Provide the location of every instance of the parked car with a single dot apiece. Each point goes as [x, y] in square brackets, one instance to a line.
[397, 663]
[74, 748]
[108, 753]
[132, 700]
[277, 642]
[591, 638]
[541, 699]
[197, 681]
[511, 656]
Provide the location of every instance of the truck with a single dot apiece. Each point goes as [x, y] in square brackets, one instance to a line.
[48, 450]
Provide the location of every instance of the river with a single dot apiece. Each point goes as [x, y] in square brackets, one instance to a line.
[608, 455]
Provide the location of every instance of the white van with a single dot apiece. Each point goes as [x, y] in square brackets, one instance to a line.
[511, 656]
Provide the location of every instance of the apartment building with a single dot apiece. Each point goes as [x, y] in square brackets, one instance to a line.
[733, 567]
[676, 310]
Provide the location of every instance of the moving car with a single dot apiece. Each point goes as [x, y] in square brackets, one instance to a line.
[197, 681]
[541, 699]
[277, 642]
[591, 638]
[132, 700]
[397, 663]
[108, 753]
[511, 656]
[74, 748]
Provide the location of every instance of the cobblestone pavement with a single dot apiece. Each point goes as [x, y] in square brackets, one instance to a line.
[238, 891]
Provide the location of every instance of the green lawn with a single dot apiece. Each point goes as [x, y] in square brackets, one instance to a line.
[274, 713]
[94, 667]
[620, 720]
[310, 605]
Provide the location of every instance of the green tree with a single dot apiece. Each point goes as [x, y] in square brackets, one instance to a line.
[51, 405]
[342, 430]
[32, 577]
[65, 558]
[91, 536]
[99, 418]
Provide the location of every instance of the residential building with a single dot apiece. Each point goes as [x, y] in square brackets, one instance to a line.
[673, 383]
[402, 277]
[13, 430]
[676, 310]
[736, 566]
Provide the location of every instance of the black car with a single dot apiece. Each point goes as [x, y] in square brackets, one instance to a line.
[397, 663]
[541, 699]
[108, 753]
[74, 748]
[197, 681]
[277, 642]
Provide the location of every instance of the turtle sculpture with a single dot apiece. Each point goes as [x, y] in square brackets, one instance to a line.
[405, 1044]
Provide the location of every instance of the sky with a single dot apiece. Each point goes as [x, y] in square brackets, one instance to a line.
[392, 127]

====

◆ What you will do ◆
Output the records above, each one exactly, with none left out.

◆ Your solution ◆
Provide the location of every instance of the parked car with a single dot apiece. Each point goes as [x, y] in square brackets, one instance to a line.
[397, 663]
[74, 748]
[108, 753]
[132, 700]
[277, 642]
[591, 638]
[541, 699]
[197, 681]
[511, 656]
Provide the location of every instance of the truck with a single dot apiece. Each point goes as [x, y] in square brackets, one instance to a line.
[48, 450]
Provide the location of every instance of the river with a single dot apiece. Each point goes as [x, y] in square brackets, one instance to a line.
[608, 455]
Provide the location of every instance of the white van with a single dot apiece. Each point goes as [x, y] in square brackets, one instance to a line.
[511, 656]
Provide the location of every instance of the apartment building with a single dot apiece. Each point goes as [x, y] in square brackets, one instance to a line.
[733, 567]
[676, 310]
Provide the location of every instance of the moving car with a single dot apiece. Each point goes as [x, y] in square brackets, one instance to a line.
[197, 681]
[541, 699]
[277, 642]
[591, 638]
[132, 700]
[397, 663]
[108, 753]
[511, 656]
[74, 748]
Provide the location of every instance of the cobblestone pavement with a single dot apiece. Each point goes as [x, y] in square brackets, one instance to a line.
[238, 891]
Provide the location of every instance of the green lawn with a single dot apiece. Each point goes as [x, y] in square brackets, one instance to a line.
[274, 713]
[94, 667]
[620, 720]
[310, 605]
Provide the location of every instance of the green tree with a single dot apiece. Each point goes as [x, y] in square brackets, one instance to a line.
[51, 405]
[342, 430]
[32, 577]
[65, 558]
[91, 536]
[99, 418]
Provide the location of every instance of the residential building with a single dot apiece. Each point goes as [x, y] in square brackets, one instance to a line.
[673, 383]
[402, 277]
[13, 430]
[676, 310]
[736, 566]
Provide the location of every instance of the black car with a single dot apiece. Each point goes as [x, y] in square brackets, one instance to a line.
[397, 663]
[541, 699]
[108, 753]
[74, 748]
[197, 681]
[277, 642]
Provide the location of every instance of the turtle sculpture with a single dot apiece. Each point goes as [x, y] in square brackets, one instance to a line.
[405, 1044]
Provide the location of every instance of the sky with a single dot apiece. Each point goes as [x, y] in square brackets, one instance to a line.
[392, 127]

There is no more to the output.